* START Input records *
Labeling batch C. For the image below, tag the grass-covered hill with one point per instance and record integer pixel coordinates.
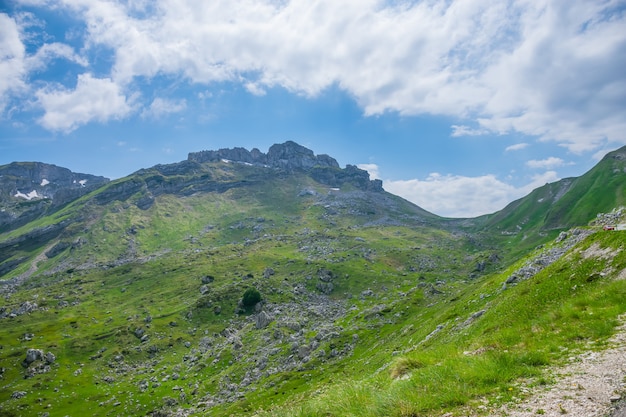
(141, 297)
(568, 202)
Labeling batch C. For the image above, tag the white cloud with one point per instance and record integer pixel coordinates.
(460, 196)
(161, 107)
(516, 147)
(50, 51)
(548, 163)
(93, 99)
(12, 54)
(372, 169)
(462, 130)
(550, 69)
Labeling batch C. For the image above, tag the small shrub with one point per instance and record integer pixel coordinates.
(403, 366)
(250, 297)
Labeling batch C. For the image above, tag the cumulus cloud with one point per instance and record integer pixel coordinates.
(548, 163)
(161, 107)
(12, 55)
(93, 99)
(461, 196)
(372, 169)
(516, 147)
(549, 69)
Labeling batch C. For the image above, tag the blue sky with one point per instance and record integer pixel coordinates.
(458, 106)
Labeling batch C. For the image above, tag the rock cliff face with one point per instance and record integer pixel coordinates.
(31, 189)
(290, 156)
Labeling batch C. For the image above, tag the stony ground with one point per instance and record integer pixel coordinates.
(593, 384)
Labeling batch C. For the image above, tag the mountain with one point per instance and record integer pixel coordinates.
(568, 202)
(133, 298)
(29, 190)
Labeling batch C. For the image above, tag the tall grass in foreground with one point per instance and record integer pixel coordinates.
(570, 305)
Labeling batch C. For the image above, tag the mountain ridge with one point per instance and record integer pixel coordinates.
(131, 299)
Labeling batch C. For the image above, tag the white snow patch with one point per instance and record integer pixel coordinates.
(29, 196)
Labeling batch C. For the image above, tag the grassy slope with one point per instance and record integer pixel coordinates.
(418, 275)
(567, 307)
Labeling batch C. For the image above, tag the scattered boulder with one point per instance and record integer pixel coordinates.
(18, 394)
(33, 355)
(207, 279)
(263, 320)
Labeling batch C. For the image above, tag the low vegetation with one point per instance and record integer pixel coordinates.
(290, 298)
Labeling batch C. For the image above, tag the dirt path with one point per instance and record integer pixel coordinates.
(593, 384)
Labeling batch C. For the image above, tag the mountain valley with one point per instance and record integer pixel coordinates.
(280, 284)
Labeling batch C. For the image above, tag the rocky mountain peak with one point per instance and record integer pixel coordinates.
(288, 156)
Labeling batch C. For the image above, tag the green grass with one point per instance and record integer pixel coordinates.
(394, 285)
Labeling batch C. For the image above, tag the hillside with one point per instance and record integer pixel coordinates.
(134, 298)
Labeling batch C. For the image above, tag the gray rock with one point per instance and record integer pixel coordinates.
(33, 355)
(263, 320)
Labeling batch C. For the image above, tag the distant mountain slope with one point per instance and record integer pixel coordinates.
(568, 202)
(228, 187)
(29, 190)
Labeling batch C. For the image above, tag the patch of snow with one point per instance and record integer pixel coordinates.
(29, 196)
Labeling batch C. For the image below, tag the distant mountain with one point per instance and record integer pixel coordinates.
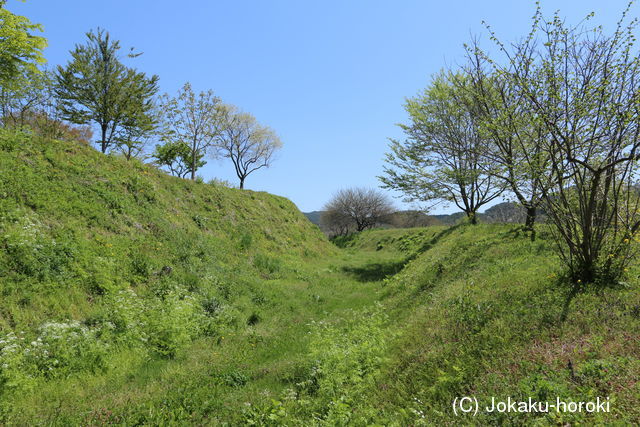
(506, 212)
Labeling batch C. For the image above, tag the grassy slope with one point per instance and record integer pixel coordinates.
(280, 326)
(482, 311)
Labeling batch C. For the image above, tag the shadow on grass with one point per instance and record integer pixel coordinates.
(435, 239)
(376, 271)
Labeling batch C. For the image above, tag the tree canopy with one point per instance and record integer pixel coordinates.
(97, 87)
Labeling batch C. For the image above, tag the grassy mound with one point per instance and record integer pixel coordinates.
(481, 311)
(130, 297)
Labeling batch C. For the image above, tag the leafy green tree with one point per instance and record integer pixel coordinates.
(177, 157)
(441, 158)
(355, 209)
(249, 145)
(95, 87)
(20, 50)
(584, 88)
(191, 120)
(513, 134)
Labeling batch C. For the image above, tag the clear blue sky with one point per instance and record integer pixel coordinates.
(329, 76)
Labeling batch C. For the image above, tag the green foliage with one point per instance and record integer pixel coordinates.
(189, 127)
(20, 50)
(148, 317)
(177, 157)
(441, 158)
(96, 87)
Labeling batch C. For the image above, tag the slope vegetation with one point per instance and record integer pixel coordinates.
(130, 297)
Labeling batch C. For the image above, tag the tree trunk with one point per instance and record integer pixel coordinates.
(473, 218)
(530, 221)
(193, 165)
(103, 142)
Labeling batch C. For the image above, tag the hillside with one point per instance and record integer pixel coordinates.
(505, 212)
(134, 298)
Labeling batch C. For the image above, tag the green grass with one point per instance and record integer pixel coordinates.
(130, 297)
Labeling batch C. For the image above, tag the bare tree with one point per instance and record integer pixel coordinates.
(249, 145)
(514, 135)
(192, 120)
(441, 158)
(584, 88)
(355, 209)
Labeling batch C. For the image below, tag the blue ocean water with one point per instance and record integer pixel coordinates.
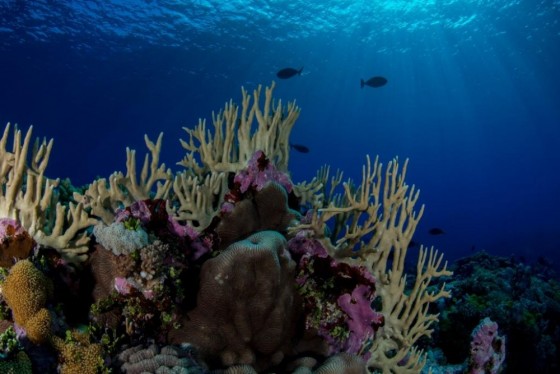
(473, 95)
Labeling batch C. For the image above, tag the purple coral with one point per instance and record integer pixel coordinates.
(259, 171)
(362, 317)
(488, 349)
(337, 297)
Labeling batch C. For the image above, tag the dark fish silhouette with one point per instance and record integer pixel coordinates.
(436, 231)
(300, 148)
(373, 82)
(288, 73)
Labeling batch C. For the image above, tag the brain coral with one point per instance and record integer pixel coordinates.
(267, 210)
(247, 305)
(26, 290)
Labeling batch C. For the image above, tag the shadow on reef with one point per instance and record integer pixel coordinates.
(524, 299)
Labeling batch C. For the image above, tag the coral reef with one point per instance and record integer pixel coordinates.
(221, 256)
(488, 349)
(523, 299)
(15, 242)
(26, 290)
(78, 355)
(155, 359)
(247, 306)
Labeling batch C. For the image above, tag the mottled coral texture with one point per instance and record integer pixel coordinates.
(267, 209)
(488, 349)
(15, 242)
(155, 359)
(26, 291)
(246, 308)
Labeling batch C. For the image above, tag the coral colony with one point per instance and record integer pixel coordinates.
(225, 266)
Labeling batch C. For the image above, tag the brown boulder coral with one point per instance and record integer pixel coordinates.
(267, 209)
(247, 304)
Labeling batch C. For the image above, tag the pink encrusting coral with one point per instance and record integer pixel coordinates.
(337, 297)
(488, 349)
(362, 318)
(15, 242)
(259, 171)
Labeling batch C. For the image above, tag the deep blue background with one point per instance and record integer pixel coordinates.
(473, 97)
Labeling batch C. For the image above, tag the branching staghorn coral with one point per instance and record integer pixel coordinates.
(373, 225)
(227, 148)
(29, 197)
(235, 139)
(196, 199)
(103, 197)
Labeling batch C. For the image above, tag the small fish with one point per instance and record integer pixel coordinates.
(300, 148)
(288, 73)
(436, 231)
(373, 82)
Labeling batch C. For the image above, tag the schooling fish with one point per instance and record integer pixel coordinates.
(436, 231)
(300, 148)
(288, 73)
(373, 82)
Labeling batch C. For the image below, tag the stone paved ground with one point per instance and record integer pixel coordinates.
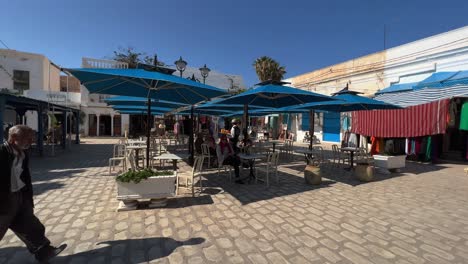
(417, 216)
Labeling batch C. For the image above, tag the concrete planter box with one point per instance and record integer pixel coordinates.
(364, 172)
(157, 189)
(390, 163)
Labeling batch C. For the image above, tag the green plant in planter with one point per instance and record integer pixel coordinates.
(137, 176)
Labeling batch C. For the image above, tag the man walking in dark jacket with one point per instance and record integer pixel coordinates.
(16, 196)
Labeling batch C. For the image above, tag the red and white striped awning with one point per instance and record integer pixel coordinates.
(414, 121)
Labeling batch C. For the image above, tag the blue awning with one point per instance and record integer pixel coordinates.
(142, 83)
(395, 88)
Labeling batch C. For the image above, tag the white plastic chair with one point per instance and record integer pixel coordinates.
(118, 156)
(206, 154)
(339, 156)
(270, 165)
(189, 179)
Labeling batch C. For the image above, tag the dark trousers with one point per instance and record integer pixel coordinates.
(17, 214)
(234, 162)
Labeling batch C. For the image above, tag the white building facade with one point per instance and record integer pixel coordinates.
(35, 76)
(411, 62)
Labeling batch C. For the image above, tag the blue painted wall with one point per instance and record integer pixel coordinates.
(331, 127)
* END Input records *
▶ **Set exercise**
Take the records above and transcribe them exactly, dropping every picture.

▶ **The output**
Labeling batch C. For the image below, tag the grass-covered hill with one point per instance and record integer pixel coordinates.
(141, 297)
(568, 202)
Labeling batch C. For the image above, tag the white cloud with one point per instance and record integer pixel coordinates.
(460, 196)
(161, 107)
(516, 147)
(50, 51)
(548, 163)
(93, 99)
(12, 54)
(372, 169)
(462, 130)
(550, 69)
Labeling batch C. For the image above, tag the small shrub with one point per instance and record integer pixel coordinates.
(403, 366)
(250, 297)
Labeling batch C. For the image above, tag the cumulus cloud with one point per instance and record integer pixel coordinates.
(548, 163)
(161, 107)
(12, 55)
(93, 99)
(461, 196)
(372, 169)
(516, 147)
(549, 69)
Labeling batch C. For the image above, tag the blue sky with one point per instance and record integer pixel coordinates.
(458, 106)
Labeling batch C. For the image above, tag the rock cliff face with one point per instance and record integer pixel coordinates.
(31, 189)
(290, 156)
Labeling batch C. For the image above, tag the stony ground with one point per instance and record integer pixel coordinates.
(593, 384)
Labeling batch C. For the image above, tag the mountain with one point per instance and record integer pixel coordinates.
(568, 202)
(133, 298)
(29, 190)
Labeling batch C. For the image above, tag the tall grass in foreground with one point per instance and record integer pixel coordinates.
(570, 305)
Labeling batch C. For the image above, tag the mountain ridge with one point per instance and record integer pixel coordinates.
(131, 299)
Labeling batch C. For the image above, tag the white snow patch with one point per instance and record integer pixel coordinates.
(29, 196)
Labeling batch C. For the image above, tag the grassy slope with one point per instance and record integer pixel coordinates.
(418, 275)
(567, 307)
Labeling batch C. For the image above, tag the scattered boulder with one point per instance and record integer pixel coordinates.
(18, 394)
(33, 355)
(207, 279)
(263, 320)
Labeling batch C. For the image above, tag the low vegetation with one point per instance and record integer pixel coordinates.
(290, 298)
Labeling batch C. For the image above, tag the dirt path with one point per instance and record integer pixel coordinates.
(593, 384)
Labeling batch C. For the image above, tag the mountain valley with one point per instance and record integer pixel coordinates.
(280, 284)
Labeling batch C. For the image above, tag the rocky mountain peak with one point per instance and record integer pixel coordinates.
(288, 156)
Labeling batch C. For the image above, tag the green grass with one point per instance and record integer pixel coordinates.
(394, 285)
Labeling batch C. For the image above, tag the hillside with one point per instance and record integer pixel coordinates.
(134, 298)
Labeling batch C. For the image above, tag the gray rock with one point per instance and record integer pixel coordinates.
(33, 355)
(263, 320)
Labeling batch C. For the image above, tag the distant mountain slope with one point per instance and record integer pixel coordinates.
(568, 202)
(228, 187)
(29, 190)
Labeling batch C. For the image above, tag the patch of snow with one point per instance and record integer pixel coordinates.
(29, 196)
Labeling batch C. For the image below, tag the distant mountain with one point per instance and record integer pixel coordinates.
(506, 212)
Labeling batch C. For the image above, tag the grassy slope with one point per instance and record integer pixel coordinates.
(280, 326)
(482, 311)
Labeling batch C. For the image above, tag the shadow on grass with one point per instance and record integer pixel coordinates.
(435, 239)
(376, 271)
Labeling batch C. For the image above, tag the tree canopy with one point per instance and record integer pixel coordinates.
(97, 87)
Labeling batch C. For the image above, tag the grassy mound with one point per instance and record integer pixel coordinates.
(481, 311)
(130, 297)
Labeling batch C. For the image above, tag the leafy green tree with one point per instance and record integer pixel coordinates.
(177, 157)
(441, 158)
(355, 209)
(249, 145)
(95, 87)
(20, 50)
(584, 88)
(191, 120)
(513, 134)
Labeling batch C. For the image above, tag the clear blue sky with one point per instance and record integer pixel coordinates.
(329, 76)
Labeling batch C. For the image above, tag the green foliage with one point per instance and record integer pixel coordinates.
(189, 127)
(20, 50)
(148, 317)
(177, 157)
(441, 158)
(96, 87)
Labeling batch C. For the image above, tag the slope vegetation with one point per instance and record integer pixel coordinates.
(130, 297)
Labeling batch C. For the image above, tag the tree trunk with one point per instance and record integer pixel coordinates.
(473, 218)
(530, 221)
(193, 165)
(103, 142)
Labeling batch C. For the image above, tag the hillside with one point per instance and record integer pixel coordinates.
(505, 212)
(134, 298)
Labeling batch C. For the image above, tag the green grass with one point per instance and record integer pixel coordinates.
(130, 297)
Labeling batch C. For the image above, tag the bare tree with one point per instance and record integer pixel coordinates.
(249, 145)
(514, 135)
(192, 120)
(441, 158)
(584, 88)
(355, 209)
Labeling batch C. For the image below, tag the blue ocean water with one point per instance and record integer pixel coordinates.
(473, 95)
Labeling batch C. For the image above, tag the purple coral with one point per instance and record integer pixel coordinates.
(259, 171)
(362, 317)
(488, 349)
(337, 297)
Labeling batch C. For the image above, tag the dark fish silhouette with one point per instance and record integer pixel coordinates.
(436, 231)
(300, 148)
(373, 82)
(288, 73)
Labeling batch C. For the image above, tag the brain coral with one point per instance and record integer pixel coordinates.
(267, 210)
(247, 305)
(26, 290)
Labeling batch C. For the image above, tag the shadow on reef with one point per instance and record integer pixel coordinates.
(524, 299)
Labeling batch C. For the image above, tag the coral reef with one point per instance and record integer pixel coordinates.
(221, 256)
(488, 349)
(523, 299)
(15, 242)
(26, 290)
(78, 355)
(155, 359)
(247, 306)
Labeling batch C. For the image above, tag the mottled coral texture with one point per instance and record integer pixel coordinates.
(267, 209)
(488, 349)
(15, 242)
(155, 359)
(26, 291)
(246, 308)
Labeling batch C. For the image above, tag the coral colony with one point per instance and record integer pixel coordinates.
(225, 266)
Labeling batch C. For the image above, tag the brown boulder coral with one point per instance and record integer pixel coordinates.
(267, 209)
(247, 304)
Labeling batch C. For the image above, tag the pink encrusting coral with one point per instance and record integer pixel coordinates.
(337, 297)
(488, 349)
(362, 318)
(15, 242)
(259, 171)
Labeling batch C. For the image above, tag the deep blue background with one point per instance and record integer pixel coordinates.
(473, 97)
Labeling batch C. For the image above, tag the branching staghorn coral with one point per instance and record integer pixel coordinates.
(373, 225)
(227, 148)
(29, 197)
(235, 139)
(196, 199)
(103, 197)
Labeling batch C. For the image above, tag the small fish with one point per instance and record integer pixel coordinates.
(300, 148)
(288, 73)
(436, 231)
(373, 82)
Labeling batch C. For the image above, tag the schooling fish with one point per instance and record integer pixel coordinates.
(436, 231)
(300, 148)
(288, 73)
(373, 82)
Labeling batch C. For the image below, tag the stone paved ground with one point per instance and record integer pixel coordinates.
(417, 216)
Labeling batch C. For the image above, tag the concrete planter box with one point per instance and record integer pixel coordinates.
(364, 172)
(157, 189)
(390, 163)
Labeling batch C. For the image above, tag the green plant in planter with one point per instance and record integer pixel coordinates.
(137, 176)
Labeling batch C. For the image above, tag the man walking in dark jacket with one point per instance and record integer pixel coordinates.
(16, 196)
Labeling batch C. For the image above, tag the red and white striped awning with one point per instance and record integer pixel coordinates.
(414, 121)
Labeling batch C. For the image above, tag the blue awning with one point per instance and record integer pixel coordinates.
(142, 83)
(395, 88)
Labeling batch C. For the image above, tag the white plastic chair with one point per instance and record integer pixel coordinates.
(118, 156)
(206, 154)
(339, 156)
(270, 165)
(189, 179)
Labeling batch C. For the image above, tag the dark trousers with one point per instance and record integer pixel coordinates.
(17, 214)
(234, 162)
Labeling batch C. For the image above, tag the white building facade with one point per instance and record integer pixel coordinates.
(35, 76)
(411, 62)
Labeling batch C. For the image above, tag the blue painted wall with one point per instance and record integer pixel coordinates.
(331, 127)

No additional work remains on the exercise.